[Saved data]
________________________
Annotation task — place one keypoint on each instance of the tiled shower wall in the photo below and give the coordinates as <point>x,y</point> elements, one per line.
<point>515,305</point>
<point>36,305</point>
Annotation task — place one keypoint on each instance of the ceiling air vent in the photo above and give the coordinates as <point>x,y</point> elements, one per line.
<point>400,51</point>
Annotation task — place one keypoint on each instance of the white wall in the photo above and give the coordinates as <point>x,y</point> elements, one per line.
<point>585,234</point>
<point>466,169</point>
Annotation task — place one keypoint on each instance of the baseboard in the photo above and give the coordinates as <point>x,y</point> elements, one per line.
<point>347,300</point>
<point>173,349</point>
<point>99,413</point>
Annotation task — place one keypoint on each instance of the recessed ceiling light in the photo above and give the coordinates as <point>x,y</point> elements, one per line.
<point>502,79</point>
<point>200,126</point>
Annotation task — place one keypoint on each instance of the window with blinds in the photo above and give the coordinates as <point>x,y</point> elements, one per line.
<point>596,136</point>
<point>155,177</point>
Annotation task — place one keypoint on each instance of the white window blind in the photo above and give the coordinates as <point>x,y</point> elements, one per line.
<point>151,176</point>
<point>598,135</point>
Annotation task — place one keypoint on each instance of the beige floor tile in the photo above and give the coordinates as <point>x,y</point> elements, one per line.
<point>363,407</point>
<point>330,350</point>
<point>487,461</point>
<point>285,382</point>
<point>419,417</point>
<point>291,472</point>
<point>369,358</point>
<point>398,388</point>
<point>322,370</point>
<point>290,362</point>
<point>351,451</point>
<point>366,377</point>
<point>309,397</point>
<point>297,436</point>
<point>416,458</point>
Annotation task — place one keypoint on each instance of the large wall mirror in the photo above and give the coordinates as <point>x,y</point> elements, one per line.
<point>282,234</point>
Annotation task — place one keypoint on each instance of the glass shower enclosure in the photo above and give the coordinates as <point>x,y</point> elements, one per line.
________________________
◆ What is needed: Lay out the listing above as a Markdown table with the columns "Number" and "Text," one row per line and no rows for blank lines.

◆ In response:
| Number | Text |
|---|---|
| 1 | Annotation task — place one keypoint on each instance of the tiled shower wall in the photo below and give the coordinates as <point>x,y</point> elements, one per line. |
| 2 | <point>515,305</point> |
| 3 | <point>36,305</point> |
| 4 | Annotation task — place one keypoint on each instance of the ceiling air vent in the photo above and give the coordinates as <point>x,y</point> elements, one per line. |
| 5 | <point>400,51</point> |
| 6 | Annotation task — place one keypoint on each instance of the white wall in the photo above and give the coordinates as <point>x,y</point> elements, one per line. |
| 7 | <point>585,234</point> |
| 8 | <point>466,169</point> |
| 9 | Annotation task — place one keypoint on each instance of the baseboard in the photo above and give the coordinates as <point>x,y</point> elements, one per line. |
| 10 | <point>347,300</point> |
| 11 | <point>173,349</point> |
| 12 | <point>99,413</point> |
| 13 | Annotation task — place one keypoint on each instance of the recessed ceiling light in the photo above and give the coordinates as <point>x,y</point> elements, one per line. |
| 14 | <point>502,79</point> |
| 15 | <point>200,126</point> |
| 16 | Annotation task — place one keypoint on each instance of the window with blinds in the photo above and give the coordinates as <point>x,y</point> elements, one per line. |
| 17 | <point>596,136</point> |
| 18 | <point>155,177</point> |
| 19 | Annotation task — place one keypoint on each instance of the white window blind in the photo above and give the coordinates as <point>x,y</point> elements, one per line. |
| 20 | <point>151,176</point> |
| 21 | <point>598,135</point> |
| 22 | Annotation task — place one keypoint on each instance of the beige floor tile in the photo above and give the coordinates as <point>x,y</point> elements, one per line. |
| 23 | <point>363,407</point> |
| 24 | <point>330,350</point> |
| 25 | <point>487,461</point> |
| 26 | <point>285,382</point> |
| 27 | <point>419,417</point> |
| 28 | <point>291,472</point> |
| 29 | <point>369,358</point> |
| 30 | <point>398,388</point> |
| 31 | <point>322,370</point> |
| 32 | <point>290,362</point> |
| 33 | <point>351,451</point> |
| 34 | <point>366,377</point> |
| 35 | <point>309,397</point> |
| 36 | <point>297,436</point> |
| 37 | <point>416,458</point> |
| 38 | Annotation task — place one keypoint on each instance of the large wall mirror in the photo above and give the coordinates as <point>x,y</point> elements, one per line. |
| 39 | <point>282,234</point> |
| 40 | Annotation task — place one keypoint on each instance of the glass shower enclosure in the photo above and give the coordinates as <point>x,y</point> elements, one per line. |